--- START ---
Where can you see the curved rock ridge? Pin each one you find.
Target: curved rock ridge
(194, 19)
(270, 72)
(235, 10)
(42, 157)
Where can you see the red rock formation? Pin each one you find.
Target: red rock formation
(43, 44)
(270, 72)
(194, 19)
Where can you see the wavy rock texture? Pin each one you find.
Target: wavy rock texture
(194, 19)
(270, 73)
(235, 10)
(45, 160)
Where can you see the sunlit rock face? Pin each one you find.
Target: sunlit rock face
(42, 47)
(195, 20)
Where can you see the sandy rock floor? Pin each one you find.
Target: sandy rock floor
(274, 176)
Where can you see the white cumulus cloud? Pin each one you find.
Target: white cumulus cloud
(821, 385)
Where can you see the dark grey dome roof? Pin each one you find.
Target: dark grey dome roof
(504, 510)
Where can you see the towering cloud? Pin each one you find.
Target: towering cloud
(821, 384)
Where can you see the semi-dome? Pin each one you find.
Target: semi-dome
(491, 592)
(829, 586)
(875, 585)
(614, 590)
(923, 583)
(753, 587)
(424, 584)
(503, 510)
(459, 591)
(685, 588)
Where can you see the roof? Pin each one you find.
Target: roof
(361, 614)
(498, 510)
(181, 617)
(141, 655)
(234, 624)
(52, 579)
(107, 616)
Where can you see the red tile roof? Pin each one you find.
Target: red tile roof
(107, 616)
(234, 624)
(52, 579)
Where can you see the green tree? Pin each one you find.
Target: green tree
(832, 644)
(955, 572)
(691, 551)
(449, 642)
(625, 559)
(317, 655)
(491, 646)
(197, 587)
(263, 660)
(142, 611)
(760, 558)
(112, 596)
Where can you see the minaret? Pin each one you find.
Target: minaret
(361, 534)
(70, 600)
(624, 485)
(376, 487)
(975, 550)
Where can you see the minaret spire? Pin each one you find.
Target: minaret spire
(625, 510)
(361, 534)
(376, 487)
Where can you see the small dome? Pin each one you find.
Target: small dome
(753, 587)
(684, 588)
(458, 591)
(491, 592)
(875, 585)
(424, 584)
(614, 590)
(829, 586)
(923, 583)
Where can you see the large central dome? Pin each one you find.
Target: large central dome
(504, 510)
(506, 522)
--- END ---
> [WHAT YOU SHOULD DO]: Update the items between the line holding "Where can you see the roof?" and the end of the items, inclusive, replacing "green tree" with "leafy tree" and leaving everything else unchanged. Return only those lines.

> [PROBLEM SOLUTION]:
Where can you see the roof? Pin each one you find.
Target: roof
(361, 614)
(498, 510)
(181, 617)
(141, 655)
(234, 624)
(52, 579)
(107, 616)
Where can you see the red tile roof? Pin each one you find.
Target: red tile roof
(107, 616)
(234, 624)
(52, 579)
Where can you see the leafy tree? Pin each one you find.
Target: leafy tree
(832, 644)
(955, 572)
(691, 551)
(449, 642)
(625, 559)
(317, 655)
(491, 646)
(197, 587)
(263, 660)
(142, 611)
(760, 558)
(112, 596)
Where can you see the minaret? Pin each one you find.
Target: minaret
(361, 534)
(70, 600)
(624, 485)
(376, 487)
(975, 550)
Where can you see the minaret spire? Pin each one you find.
Target: minaret spire
(625, 510)
(361, 534)
(376, 487)
Where can you see the small dome? Pin each one you find.
Target: small dome
(753, 587)
(684, 588)
(458, 591)
(491, 592)
(875, 585)
(424, 584)
(614, 590)
(829, 586)
(923, 583)
Where can you see the large central dome? Pin each one you find.
Target: large central dome
(504, 510)
(506, 522)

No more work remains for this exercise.